(SUPPLIED MATERIAL):

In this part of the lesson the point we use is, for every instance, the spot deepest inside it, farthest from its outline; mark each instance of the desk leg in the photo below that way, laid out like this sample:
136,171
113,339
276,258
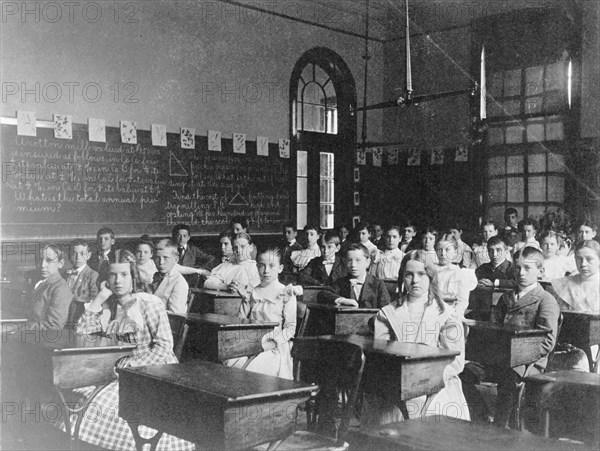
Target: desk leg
140,441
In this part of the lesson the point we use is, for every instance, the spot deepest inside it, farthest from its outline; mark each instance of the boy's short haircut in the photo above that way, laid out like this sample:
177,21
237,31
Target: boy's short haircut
331,236
105,231
80,242
530,253
179,227
495,240
290,225
590,224
57,250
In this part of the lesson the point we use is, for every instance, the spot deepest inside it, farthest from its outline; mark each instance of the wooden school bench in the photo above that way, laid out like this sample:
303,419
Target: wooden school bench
209,404
216,338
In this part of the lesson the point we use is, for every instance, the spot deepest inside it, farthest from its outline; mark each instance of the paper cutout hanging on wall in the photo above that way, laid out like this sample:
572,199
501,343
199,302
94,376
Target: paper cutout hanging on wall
377,156
128,132
159,135
239,143
63,126
26,124
392,156
437,155
361,156
414,157
462,153
188,138
262,146
214,140
96,130
284,148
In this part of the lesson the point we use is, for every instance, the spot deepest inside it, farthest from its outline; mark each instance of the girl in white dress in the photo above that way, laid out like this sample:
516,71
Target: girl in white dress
270,301
390,259
239,273
420,316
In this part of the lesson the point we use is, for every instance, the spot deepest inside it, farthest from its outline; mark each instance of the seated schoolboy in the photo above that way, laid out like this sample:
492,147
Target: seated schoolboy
191,255
105,240
527,307
480,254
528,228
498,273
168,283
358,288
82,280
301,258
289,245
328,268
50,300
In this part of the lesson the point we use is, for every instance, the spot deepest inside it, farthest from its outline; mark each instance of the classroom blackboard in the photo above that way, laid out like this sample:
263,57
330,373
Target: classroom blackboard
66,188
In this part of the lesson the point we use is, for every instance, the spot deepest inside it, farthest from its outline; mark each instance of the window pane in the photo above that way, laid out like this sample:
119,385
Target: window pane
512,83
301,187
326,216
514,134
301,215
496,166
535,132
534,79
515,189
556,189
537,189
556,162
554,131
514,164
537,163
497,190
495,135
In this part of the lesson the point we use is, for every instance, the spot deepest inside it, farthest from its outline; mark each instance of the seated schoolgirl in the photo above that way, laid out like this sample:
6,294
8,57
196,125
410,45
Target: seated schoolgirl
429,237
580,292
390,259
358,288
270,301
555,265
136,317
455,283
238,272
301,258
420,316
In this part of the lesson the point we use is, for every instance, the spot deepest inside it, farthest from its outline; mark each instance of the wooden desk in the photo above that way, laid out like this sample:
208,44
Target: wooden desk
215,301
583,331
500,345
439,432
216,338
400,370
55,361
333,320
212,405
570,400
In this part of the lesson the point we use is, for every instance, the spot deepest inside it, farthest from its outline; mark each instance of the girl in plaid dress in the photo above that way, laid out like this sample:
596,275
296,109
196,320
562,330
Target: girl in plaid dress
136,317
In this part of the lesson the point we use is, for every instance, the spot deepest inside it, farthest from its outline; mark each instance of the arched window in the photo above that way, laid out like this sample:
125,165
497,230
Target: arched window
323,129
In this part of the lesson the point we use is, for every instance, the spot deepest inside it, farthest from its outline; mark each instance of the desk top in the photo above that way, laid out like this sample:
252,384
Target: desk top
216,293
404,351
342,309
230,385
225,322
439,432
503,328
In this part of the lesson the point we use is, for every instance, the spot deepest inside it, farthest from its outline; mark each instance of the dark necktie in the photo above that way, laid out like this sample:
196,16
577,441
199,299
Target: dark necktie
156,280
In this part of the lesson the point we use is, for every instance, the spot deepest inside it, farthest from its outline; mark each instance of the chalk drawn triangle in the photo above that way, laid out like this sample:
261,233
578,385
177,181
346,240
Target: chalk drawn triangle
238,199
175,166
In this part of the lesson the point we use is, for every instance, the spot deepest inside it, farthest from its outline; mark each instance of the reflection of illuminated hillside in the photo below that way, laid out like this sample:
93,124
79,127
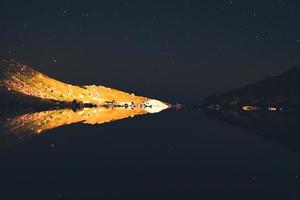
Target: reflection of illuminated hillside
21,87
24,126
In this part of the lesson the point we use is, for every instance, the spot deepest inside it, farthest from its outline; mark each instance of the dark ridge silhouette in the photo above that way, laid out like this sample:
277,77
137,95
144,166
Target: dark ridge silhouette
278,91
281,124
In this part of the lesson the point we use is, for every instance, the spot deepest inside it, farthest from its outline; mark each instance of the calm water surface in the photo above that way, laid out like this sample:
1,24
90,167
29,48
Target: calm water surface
171,155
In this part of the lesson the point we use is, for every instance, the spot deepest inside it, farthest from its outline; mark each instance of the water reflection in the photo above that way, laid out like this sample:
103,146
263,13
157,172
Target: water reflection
24,126
281,127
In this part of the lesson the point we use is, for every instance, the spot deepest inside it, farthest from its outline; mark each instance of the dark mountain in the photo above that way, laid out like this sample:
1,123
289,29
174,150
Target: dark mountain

(EXERCISE BRIEF):
Can you give all the items above again, with every "lesson" replaced by "exercise" and everything else left unchanged? Leave the pictures out of your answer.

(ANSWER TO THIS TASK):
In this part of the exercise the point we use is, for every instance, the spot deepest inside it, farthest from its outline; mark each instance of the desk leg in the photo below that way, laid out like this sample:
136,171
113,339
276,258
Target: desk leg
140,441
In this part of the exercise the point we use is, for every instance, the spot deepest inside it, farthest from its outline; mark each instance of the boy's short haircut in the photo above that way, laid out like this sample:
177,21
237,31
Target: boy's short haircut
331,236
105,231
80,242
530,253
179,227
495,240
290,225
590,224
57,250
In this part of the exercise the point we use is, for every instance, the spot deepest inside it, farthest from its outline; mark each instance of the wooden school bench in the photo above that way, laid out like this sample:
303,419
Target: wooden school bench
209,404
216,338
In this part of the exercise the point we use is, for every instance, the spot deepest inside it, farthest from its outline; mark each instance of the paper cutout hanging on wall in the photo above that way, laid out like this sample:
572,199
501,343
199,302
94,376
Target: paper cutout hanging on wall
377,156
128,132
159,135
239,143
63,126
26,124
392,156
437,155
361,156
414,157
462,153
188,138
262,146
214,140
96,130
284,148
In this part of the exercise the point we use is, for every instance, the spot deepest inside it, farthest from its outline; mark each instance of the girl in white dress in the photo above that way, laid out like this sample:
516,71
Target: girl in white dress
270,301
390,259
239,273
420,316
In this part of the exercise the point we use is, for every instance, the spot deepest inside it, farthest from its outline; mark each instance of the seated schoolboy in the photo above that way, laid out like this sample:
492,147
Target: seated schoolboy
191,255
105,240
527,307
480,254
528,228
498,273
168,283
358,288
82,280
301,258
289,245
328,268
50,300
In this part of the exercise the point we use is, for every instance, the spot deepest inside it, farthest from its outline; mark each instance of the classroom blackboard in the photo above that way, laid out like this sample:
263,57
330,373
Target: classroom blackboard
66,188
In this part of the exercise the point we use is, for every instance, the spot deepest inside it, farthest from its outline; mark each instance of the window pane in the photo above that way, laid out like this sample:
119,385
Target: window pane
512,83
301,187
326,216
514,134
301,215
496,166
535,132
534,79
515,189
556,189
537,189
556,162
554,131
514,164
537,163
497,190
495,135
In this part of the exercise the point we use is, for every instance, the spot deepest inside it, farthest from its outline; mark each instance of the seated schoolgirl in the photo above that way, laid out like this sample:
6,294
8,57
196,125
410,45
Target: seated schoolgirl
429,237
580,292
390,259
358,288
270,301
555,265
136,317
455,283
238,272
301,258
420,316
In this part of the exercise the point we use is, for every instance, the spot deepest inside it, farthest from its outline; mark each instance of the wooden desk in the photo above that way, laid out like this sample:
208,44
Target: wooden desk
215,301
583,331
500,345
439,432
216,338
400,370
55,361
333,320
212,405
570,400
In this part of the exercise the point we use is, for every instance, the spot deepest inside it, farthest from its outline; mark each instance of the girl in plaid dress in the photo above that way, laid out like this sample:
596,275
296,109
196,320
562,330
Target: girl in plaid dress
136,317
In this part of the exercise the point we use is, for every instance, the spot deepest inside it, farthest from its outline; mark each instance of the arched window in the photo above that way, laid out like this sample:
125,165
497,230
Target: arched window
323,129
In this part of the exercise the point we use is, for every instance, the spot deepest inside it, farthest from its outline; mark each instance of the desk top in the photo above that way, laid out like this sample:
252,384
Target: desk top
216,293
404,351
342,309
230,385
225,322
439,432
503,328
In this part of the exercise the point we use is, for every instance, the spot deepest inside it, farthest from its outline; mark each instance of the dark necktie in the photo above that way, laid out like this sample:
196,16
577,441
199,299
Target: dark necktie
156,280
In this part of the exercise the point we use is, for every instance, the spot deepest inside it, farthest from its outline; mark each instance of the chalk drawn triangle in the photo above that way, laid out like this sample:
261,233
578,385
177,181
346,240
Target: chalk drawn triangle
238,199
175,166
In this part of the exercise the point we use is, for every instance, the spot deepest inside it, farthest from its outline; mark each instance of the reflection of illuminated hillside in the photo below that way, laid out like this sample:
93,124
79,127
Target: reflection of illuminated hillside
21,87
24,126
In this part of the exercise the point we use is, for every instance, the spot deepest inside it, farthest from its outline; mark each instance of the dark ridge silhouette in the photo above that way, laid out like this sample:
277,77
137,95
144,166
Target: dark ridge silhouette
278,91
281,124
In this part of the exercise the point we use is, for every instance, the spot deepest inside it, farthest from its outline; mark each instance of the calm water surface in the photo above that way, laid out like this sample:
1,24
90,167
29,48
Target: calm water surface
171,155
In this part of the exercise the point we use is, for every instance, the spot deepest inside it, farthest from its outline; mark each instance of the water reflection in the photo above that way, laid out like this sample:
103,146
263,13
157,172
Target: water reflection
24,126
281,127
In this part of the exercise the point we use is, for every instance, the spot deepest inside it, farthest from its outline; mark each instance of the dark mountain in the photo above that way, laid out like this sample:
1,123
289,29
174,150
Target: dark mountain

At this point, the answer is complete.